Dataset entries:
--------------------------------------------------

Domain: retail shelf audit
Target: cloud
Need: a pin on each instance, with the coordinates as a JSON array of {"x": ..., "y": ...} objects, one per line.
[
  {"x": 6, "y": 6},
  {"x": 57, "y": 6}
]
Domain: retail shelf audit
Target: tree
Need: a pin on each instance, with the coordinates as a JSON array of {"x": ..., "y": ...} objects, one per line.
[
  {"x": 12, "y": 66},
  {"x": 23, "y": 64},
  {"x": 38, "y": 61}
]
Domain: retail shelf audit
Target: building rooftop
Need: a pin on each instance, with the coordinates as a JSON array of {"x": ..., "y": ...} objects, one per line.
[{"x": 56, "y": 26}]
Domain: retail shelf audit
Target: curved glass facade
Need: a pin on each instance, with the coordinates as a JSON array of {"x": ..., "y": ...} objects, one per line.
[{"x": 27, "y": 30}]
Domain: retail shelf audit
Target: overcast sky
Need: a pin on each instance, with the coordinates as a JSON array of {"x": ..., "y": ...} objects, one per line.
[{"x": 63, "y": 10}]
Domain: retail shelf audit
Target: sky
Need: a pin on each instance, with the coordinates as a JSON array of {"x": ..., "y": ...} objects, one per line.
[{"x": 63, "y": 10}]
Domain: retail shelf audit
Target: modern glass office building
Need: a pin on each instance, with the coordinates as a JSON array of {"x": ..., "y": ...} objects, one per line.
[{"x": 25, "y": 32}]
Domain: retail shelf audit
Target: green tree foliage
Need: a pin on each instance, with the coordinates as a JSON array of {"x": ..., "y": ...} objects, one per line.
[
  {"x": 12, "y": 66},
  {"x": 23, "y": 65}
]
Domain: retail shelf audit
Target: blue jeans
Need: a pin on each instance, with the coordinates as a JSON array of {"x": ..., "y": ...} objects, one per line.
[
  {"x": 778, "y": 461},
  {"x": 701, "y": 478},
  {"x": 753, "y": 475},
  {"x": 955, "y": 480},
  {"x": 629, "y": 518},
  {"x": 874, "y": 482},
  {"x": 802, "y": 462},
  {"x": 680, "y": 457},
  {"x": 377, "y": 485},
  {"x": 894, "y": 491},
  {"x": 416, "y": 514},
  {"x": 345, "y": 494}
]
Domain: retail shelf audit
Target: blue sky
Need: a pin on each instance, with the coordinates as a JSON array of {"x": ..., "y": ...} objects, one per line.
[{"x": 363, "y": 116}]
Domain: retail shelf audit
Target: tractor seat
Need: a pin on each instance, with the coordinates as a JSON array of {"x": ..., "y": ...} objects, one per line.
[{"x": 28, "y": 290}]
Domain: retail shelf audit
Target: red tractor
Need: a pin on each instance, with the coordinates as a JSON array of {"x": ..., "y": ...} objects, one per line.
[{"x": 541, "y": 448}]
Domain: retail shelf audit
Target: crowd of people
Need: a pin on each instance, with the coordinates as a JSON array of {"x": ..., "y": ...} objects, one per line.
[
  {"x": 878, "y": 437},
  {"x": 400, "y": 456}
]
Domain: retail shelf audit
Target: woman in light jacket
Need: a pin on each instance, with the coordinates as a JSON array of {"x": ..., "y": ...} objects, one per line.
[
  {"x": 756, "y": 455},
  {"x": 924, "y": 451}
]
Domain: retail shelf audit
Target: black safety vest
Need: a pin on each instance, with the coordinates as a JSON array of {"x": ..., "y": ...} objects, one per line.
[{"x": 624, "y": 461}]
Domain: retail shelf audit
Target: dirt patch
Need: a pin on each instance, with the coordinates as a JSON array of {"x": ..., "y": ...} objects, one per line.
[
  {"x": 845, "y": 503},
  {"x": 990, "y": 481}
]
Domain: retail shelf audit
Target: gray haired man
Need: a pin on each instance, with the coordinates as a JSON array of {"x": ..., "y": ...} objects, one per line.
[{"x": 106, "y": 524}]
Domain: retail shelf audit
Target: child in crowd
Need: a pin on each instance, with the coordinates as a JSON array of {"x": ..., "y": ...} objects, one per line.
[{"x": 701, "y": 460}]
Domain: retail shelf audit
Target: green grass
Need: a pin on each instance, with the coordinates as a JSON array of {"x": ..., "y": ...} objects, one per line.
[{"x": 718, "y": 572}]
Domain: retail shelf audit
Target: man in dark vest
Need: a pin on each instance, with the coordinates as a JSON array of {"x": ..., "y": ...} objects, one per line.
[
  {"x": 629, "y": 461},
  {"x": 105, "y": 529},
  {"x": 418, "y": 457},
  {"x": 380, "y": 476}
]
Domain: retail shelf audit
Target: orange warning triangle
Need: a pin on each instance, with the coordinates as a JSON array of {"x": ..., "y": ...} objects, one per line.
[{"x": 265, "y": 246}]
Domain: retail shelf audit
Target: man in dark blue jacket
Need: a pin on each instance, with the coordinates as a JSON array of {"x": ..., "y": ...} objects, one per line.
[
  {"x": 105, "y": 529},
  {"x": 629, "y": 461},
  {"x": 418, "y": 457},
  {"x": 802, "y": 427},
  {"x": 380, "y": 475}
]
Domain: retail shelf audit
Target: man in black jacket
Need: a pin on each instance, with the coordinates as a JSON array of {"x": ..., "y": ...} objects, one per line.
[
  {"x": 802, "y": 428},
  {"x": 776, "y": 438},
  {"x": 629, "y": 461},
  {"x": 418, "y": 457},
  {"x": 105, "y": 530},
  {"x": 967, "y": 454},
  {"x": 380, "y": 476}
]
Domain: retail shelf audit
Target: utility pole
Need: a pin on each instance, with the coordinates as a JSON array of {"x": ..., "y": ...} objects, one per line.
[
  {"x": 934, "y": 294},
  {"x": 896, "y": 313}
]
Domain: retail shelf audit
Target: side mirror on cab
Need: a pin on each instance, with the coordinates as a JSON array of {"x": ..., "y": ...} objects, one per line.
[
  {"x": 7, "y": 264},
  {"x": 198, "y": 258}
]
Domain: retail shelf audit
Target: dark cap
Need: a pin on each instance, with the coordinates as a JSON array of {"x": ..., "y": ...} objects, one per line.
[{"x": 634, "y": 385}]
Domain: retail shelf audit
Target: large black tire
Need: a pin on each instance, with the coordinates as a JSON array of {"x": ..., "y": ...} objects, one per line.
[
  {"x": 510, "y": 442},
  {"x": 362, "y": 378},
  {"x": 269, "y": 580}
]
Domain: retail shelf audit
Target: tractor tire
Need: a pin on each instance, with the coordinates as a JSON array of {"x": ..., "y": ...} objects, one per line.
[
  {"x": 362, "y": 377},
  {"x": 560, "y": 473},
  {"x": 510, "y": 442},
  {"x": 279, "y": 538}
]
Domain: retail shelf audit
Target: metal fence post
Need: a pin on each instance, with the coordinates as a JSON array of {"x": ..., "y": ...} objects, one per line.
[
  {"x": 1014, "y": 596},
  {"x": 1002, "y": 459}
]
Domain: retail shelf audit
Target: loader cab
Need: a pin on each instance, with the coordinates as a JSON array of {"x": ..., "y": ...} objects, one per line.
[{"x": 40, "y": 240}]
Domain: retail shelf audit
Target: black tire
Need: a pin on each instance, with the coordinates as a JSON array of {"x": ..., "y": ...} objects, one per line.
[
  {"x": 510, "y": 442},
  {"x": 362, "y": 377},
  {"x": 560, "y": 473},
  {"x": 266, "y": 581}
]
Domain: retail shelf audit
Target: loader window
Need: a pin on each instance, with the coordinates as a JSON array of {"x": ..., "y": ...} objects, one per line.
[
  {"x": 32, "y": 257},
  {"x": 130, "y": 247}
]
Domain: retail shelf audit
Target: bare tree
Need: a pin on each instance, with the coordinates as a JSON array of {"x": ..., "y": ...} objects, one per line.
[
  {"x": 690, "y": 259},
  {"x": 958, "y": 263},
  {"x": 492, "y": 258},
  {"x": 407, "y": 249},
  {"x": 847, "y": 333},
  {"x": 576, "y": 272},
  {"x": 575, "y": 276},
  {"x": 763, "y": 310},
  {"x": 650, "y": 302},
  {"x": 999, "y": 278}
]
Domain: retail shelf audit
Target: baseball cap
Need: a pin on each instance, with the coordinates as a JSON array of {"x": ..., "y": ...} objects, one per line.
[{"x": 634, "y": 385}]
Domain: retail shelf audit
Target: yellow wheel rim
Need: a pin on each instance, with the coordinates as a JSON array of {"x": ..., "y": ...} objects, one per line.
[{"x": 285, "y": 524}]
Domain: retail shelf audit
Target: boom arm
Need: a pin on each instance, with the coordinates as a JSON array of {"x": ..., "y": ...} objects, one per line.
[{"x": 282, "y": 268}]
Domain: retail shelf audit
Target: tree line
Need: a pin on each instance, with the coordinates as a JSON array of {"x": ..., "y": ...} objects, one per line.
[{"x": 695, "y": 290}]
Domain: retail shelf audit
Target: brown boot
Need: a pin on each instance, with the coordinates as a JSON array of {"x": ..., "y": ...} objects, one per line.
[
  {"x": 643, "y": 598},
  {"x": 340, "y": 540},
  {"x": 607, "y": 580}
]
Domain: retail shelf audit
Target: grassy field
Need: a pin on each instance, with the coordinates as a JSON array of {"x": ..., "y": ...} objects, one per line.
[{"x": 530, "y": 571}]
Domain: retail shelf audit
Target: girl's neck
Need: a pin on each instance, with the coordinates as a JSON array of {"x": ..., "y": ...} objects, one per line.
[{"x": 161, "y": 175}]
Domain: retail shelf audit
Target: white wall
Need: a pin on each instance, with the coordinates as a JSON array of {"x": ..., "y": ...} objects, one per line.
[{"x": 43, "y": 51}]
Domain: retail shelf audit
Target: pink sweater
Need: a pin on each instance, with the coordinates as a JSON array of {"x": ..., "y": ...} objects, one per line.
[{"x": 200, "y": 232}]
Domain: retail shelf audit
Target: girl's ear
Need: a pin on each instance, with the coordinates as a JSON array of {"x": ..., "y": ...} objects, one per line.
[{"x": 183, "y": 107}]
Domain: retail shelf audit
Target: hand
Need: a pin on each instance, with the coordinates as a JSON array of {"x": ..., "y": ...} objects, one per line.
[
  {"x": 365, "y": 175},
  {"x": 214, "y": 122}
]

--------------------------------------------------

-- WORK INSTRUCTION --
Please find how many lines in the records hold "black", then give that number with nothing else.

-- RESPONSE TO THIS EXERCISE --
4